### [OBJECTIVE]
Copy the items again from the line containing "Can you find the golden reflection" through the end of the items, keeping the requests. In the answers, multiply every coordinate by 2.15 and round it to a whole number, with halves rounded up.

## begin INFORMATION SHOWN

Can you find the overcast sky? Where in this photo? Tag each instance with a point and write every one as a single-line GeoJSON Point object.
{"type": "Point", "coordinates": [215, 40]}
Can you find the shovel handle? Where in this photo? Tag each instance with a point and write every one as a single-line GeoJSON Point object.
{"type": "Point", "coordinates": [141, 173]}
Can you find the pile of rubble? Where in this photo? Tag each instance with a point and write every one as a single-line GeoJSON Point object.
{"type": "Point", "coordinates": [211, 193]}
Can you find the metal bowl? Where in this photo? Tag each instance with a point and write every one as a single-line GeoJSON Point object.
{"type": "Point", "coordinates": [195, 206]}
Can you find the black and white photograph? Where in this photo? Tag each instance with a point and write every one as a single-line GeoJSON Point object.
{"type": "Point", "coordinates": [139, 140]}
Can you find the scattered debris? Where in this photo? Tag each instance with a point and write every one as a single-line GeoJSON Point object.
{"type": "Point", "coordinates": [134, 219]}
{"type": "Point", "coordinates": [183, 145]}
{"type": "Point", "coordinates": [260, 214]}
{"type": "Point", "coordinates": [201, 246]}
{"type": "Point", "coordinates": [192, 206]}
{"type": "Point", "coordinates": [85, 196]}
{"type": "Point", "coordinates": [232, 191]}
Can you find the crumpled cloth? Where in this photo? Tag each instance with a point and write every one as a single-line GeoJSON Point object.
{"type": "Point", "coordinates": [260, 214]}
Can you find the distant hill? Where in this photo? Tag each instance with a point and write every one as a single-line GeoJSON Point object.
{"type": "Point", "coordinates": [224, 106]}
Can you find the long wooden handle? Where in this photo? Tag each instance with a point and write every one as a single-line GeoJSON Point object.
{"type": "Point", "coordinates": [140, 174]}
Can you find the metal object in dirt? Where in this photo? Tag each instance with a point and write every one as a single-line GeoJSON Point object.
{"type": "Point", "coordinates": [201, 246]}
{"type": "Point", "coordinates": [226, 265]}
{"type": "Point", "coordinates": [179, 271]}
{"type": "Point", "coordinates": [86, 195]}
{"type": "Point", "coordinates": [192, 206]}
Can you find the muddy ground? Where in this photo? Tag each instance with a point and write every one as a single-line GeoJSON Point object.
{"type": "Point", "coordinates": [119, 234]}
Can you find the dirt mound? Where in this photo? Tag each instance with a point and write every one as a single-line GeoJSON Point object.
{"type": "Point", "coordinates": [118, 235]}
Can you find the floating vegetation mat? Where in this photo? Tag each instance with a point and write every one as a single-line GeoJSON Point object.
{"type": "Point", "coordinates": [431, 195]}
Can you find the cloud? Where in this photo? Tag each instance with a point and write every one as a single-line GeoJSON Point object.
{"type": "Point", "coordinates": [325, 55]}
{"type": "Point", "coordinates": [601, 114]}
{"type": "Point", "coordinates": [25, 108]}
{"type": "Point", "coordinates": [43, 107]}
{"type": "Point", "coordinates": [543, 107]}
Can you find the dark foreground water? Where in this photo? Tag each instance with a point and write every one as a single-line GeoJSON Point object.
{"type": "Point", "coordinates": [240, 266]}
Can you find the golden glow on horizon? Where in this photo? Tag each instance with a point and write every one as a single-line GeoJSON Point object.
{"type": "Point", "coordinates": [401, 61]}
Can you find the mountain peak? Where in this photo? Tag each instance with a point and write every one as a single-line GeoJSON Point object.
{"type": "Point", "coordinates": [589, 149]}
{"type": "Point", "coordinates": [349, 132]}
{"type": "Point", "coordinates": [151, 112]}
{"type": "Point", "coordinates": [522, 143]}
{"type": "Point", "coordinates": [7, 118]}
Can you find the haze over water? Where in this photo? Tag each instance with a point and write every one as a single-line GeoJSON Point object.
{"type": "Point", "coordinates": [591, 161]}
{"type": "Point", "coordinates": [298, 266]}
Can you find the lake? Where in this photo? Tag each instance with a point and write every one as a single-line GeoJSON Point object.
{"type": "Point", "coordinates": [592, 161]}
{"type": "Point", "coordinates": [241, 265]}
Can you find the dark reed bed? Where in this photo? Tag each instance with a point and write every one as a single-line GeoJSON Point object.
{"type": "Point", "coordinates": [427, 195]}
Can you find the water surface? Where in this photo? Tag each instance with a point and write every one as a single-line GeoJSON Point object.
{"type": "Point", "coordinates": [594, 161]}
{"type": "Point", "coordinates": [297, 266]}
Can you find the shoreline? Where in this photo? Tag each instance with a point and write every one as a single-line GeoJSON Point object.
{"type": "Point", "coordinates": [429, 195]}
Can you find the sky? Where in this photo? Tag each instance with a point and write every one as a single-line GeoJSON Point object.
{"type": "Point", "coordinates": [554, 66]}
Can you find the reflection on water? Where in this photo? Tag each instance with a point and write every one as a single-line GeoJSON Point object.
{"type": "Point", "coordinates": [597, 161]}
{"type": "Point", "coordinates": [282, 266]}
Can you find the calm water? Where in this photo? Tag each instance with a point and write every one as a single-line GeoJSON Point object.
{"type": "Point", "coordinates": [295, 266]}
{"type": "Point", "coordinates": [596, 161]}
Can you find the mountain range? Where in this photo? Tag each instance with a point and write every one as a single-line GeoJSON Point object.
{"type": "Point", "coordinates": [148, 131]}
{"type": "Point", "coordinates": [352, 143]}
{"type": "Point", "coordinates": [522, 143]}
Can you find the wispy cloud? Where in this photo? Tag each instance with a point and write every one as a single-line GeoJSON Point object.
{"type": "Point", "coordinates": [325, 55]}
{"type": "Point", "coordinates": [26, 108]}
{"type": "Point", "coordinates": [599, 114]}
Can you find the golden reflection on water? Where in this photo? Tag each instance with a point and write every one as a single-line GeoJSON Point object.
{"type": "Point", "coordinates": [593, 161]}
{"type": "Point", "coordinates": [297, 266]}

## end INFORMATION SHOWN

### [EXERCISE ANSWER]
Can you find the golden reflection on water? Where in this photo? Tag each instance with a point and write every one as a single-line GeoJSON Point object.
{"type": "Point", "coordinates": [1275, 346]}
{"type": "Point", "coordinates": [639, 572]}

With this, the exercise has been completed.